%%

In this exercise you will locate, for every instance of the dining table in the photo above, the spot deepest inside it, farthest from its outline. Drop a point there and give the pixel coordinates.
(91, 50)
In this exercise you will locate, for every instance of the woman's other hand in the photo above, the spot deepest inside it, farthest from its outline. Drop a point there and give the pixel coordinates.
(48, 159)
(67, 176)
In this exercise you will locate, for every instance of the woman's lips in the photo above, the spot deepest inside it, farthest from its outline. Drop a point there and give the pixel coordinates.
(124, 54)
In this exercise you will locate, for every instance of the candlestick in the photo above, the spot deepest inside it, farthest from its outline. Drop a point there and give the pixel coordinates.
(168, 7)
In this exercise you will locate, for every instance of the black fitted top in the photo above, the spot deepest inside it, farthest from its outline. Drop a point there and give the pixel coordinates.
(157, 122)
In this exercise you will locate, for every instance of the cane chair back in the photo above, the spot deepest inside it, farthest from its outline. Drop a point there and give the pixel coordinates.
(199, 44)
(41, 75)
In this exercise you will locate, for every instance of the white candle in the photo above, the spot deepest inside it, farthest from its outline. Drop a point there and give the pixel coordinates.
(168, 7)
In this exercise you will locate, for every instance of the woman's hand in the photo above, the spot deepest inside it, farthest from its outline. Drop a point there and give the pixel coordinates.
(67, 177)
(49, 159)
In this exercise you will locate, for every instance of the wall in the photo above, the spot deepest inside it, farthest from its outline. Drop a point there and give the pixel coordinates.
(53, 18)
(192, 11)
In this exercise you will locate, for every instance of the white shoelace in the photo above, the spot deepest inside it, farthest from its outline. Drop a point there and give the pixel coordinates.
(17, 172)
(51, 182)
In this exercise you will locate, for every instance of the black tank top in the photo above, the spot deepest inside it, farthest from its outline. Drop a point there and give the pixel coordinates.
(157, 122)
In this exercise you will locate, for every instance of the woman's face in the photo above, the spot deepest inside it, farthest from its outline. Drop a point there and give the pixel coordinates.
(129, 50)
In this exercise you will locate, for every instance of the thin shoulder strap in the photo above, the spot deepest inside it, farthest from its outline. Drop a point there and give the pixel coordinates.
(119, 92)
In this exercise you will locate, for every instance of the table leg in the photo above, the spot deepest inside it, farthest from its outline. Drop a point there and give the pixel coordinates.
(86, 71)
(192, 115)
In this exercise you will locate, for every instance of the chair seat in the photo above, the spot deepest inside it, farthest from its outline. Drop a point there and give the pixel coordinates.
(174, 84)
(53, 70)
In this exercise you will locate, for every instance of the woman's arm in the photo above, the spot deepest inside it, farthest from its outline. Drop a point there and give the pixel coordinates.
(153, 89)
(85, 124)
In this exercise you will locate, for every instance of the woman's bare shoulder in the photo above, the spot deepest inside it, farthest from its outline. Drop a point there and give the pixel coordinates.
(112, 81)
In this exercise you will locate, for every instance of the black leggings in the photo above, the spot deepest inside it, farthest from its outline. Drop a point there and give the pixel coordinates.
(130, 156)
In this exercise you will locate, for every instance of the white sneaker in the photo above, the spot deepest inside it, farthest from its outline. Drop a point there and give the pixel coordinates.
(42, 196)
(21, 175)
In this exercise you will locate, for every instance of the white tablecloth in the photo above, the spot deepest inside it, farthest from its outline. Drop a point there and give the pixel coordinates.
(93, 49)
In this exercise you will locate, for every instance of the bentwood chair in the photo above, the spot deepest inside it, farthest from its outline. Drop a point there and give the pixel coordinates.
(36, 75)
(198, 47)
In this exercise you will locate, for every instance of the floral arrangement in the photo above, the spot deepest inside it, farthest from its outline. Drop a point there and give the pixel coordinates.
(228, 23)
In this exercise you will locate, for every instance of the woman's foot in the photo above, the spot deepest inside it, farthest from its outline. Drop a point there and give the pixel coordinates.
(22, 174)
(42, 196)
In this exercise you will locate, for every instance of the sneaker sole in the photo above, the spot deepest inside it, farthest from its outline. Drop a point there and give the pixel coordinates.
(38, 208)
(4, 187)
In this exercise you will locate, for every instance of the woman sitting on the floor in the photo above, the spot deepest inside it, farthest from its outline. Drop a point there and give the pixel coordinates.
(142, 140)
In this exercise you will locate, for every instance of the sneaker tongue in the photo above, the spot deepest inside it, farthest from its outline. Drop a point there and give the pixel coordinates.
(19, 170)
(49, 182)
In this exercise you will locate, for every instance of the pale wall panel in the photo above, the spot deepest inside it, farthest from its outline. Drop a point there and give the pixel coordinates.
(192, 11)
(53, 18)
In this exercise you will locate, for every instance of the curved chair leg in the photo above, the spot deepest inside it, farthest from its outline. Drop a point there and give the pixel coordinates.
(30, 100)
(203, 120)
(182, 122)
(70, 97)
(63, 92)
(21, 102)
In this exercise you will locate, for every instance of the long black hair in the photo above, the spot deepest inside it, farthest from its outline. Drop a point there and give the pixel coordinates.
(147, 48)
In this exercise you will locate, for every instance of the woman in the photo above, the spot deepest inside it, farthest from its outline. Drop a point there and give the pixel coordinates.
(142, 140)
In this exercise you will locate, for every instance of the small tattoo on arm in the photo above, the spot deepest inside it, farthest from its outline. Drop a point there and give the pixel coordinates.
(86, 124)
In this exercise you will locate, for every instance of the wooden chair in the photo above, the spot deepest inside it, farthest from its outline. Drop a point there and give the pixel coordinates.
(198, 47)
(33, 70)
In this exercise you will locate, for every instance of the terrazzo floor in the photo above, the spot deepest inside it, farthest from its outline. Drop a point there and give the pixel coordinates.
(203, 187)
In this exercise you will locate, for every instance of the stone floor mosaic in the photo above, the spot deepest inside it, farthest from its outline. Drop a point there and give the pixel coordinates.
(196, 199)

%%

■ Work instruction ■
With no line skipped, output the listing in full.

■ Written answer ■
In this exercise you will locate, for every instance of the dining table in the photo above, the spot deepest inside it, farthest from its outline. Drop a point there and give the pixel coordinates.
(91, 50)
In this exercise you will locate, for every instance of the woman's other hand in the photo above, the spot deepest inside it, farthest from its outline. Drop a point there and give the pixel coordinates.
(48, 159)
(67, 176)
In this exercise you will locate, for every instance of the woman's lips in the photo above, the spot deepest inside it, farthest from its outline. Drop a point there and give the pixel coordinates.
(124, 54)
In this exercise you will locate, for every instance of the candlestick in the photo above, the spot deepest inside it, farthest from its outline. Drop a point there and give the pixel coordinates.
(168, 7)
In this exercise you will locate, for every instance of the black fitted top in the photo above, the spot deepest inside it, farthest from its outline. Drop a point there and give the pixel coordinates.
(157, 122)
In this exercise you will locate, for every instance of the cane chair back in the photo above, the spot deepest inside it, farthest from its outline. Drop a point there and give the pixel coordinates.
(199, 44)
(41, 75)
In this exercise you will locate, for every instance of the white candle in the photo above, the spot deepest inside it, farthest from its outline. Drop a point there and give the pixel coordinates.
(168, 7)
In this exercise you will locate, for every instance of the woman's hand in the photo above, the spot deepest inside it, farthest from its outline. Drop a point there and give the pixel coordinates.
(67, 177)
(49, 159)
In this exercise you will locate, for every instance of the wall in the photo above, the spot deepest inside it, farthest from its outline. Drop a point there and give the pixel coordinates.
(53, 18)
(192, 11)
In this exercise you will locate, for every instance of the white shoelace in the photo above, the spot deepest inside it, farthest from its outline. Drop a point there and give the pixel coordinates.
(17, 172)
(51, 182)
In this exercise you will locate, for every instance of the black tank top in the photo above, the spot deepest inside it, farthest from its outline. Drop a point there and give the pixel coordinates.
(157, 122)
In this exercise you will locate, for every instance of the woman's face in the photo above, the spot deepest inside it, farthest from its outline. Drop a point there and give the pixel coordinates.
(129, 50)
In this exercise you will locate, for every instance of the thin shoulder strap in the photo above, the spot deepest inside it, farthest from its outline. Drop a point there and give the pixel coordinates.
(119, 92)
In this exercise you will locate, for every instance of the table leg in the photo above, the spot deepest inside it, farthest from its outline. Drop a point there and give the pixel coordinates.
(86, 71)
(192, 115)
In this exercise you will locate, for every instance of the chair seat in the photo above, the spot deepest inside it, farthest from its outline. Drop a point there and give the pixel coordinates.
(174, 84)
(53, 70)
In this exercise you will locate, for every instance of the woman's arm in the photo above, the spot deepest inside it, farthest from its outline. Drop a point there and give the pixel coordinates.
(153, 89)
(85, 124)
In this exercise you will locate, for every instance of the woman's bare shoulder in the photo above, the spot deepest inside it, farthest from its outline. Drop a point there and give the pixel coordinates.
(112, 81)
In this exercise you will locate, for every instance of the black leggings in the photo above, the spot deepest inside it, farthest from its outline. Drop a point there and give the pixel coordinates.
(130, 156)
In this exercise you will locate, for every instance of the white sneaker in the photo above, the spot deepest inside it, farthest from its outline. Drop a point there and give the pixel coordinates.
(42, 196)
(21, 175)
In this exercise you will locate, for every instance of the white tablecloth in the photo above, the spot deepest inside it, farthest from its outline. Drop a point there and give the pixel coordinates.
(93, 49)
In this exercise you will locate, for every instance of the bentwood chair in the photo above, the spot deepest inside it, farthest from its outline. Drop a point there and give the pixel coordinates.
(36, 75)
(198, 47)
In this exercise you will locate, for every instance of the floral arrangement in the photo above, the spot deepest inside it, farthest from its outline. Drop a point there and give the pixel coordinates.
(228, 23)
In this exercise you will locate, for every instance of the woman's foot in the photo above, the spot deepest inside it, farthest from its outline. Drop a point there and give the pixel coordinates.
(22, 174)
(42, 196)
In this exercise you will locate, for every instance of the sneaker sole in the photo above, the spot deepest inside it, farthest from its outline. Drop a point there and give the pixel coordinates.
(38, 208)
(4, 187)
In this exercise you will locate, for every instance of the woman sitting on the floor in the photo above, the spot deepest inside it, farthest from its outline. Drop a point there and give the pixel coordinates.
(142, 140)
In this exercise you will locate, for every instance of the sneaker tongue in the photo above, the spot deepest inside it, farthest from its outline. Drop a point there and give the pixel coordinates.
(19, 170)
(49, 182)
In this exercise you will locate, for every instance of the pale wall panel in the photo above, the spot deepest inside it, farthest from its outline. Drop a point there and give the pixel coordinates.
(192, 11)
(53, 18)
In this exercise you will locate, for every instance of the curved chair leg in the photo above, the spot deepest inside it, farthest from its outline. Drop a point there and give the pixel coordinates.
(30, 100)
(203, 120)
(182, 122)
(70, 97)
(63, 92)
(21, 102)
In this exercise you will locate, for every instance of the long black hair in the photo above, the spot deepest inside it, farthest from its outline. Drop a point there and give the pixel coordinates.
(147, 48)
In this exercise you will locate, for every instance of the woman in the photo above, the spot deepest inside it, farthest from its outline. Drop a point there and give the pixel coordinates.
(142, 140)
In this exercise you will locate, for every instance of the small tattoo on arm in the photo above, the spot deepest inside it, farthest from its outline. Drop a point there and give the pixel coordinates.
(86, 124)
In this exercise you will locate, for every instance of the wooden chair in the photo above, the spot deepest inside it, farthest from its outline. Drop a point there and give the pixel coordinates.
(198, 47)
(33, 70)
In this exercise you will locate, for every instance of the terrazzo floor in the photo above, the spot deepest inside it, farthest from its outline. Drop a point there and give the pixel coordinates.
(203, 187)
In this exercise you will locate, for every instance of the stone floor mosaic in the photo above, the spot deepest inside it, farthest from its outline. Drop a point there and give the pixel coordinates.
(196, 199)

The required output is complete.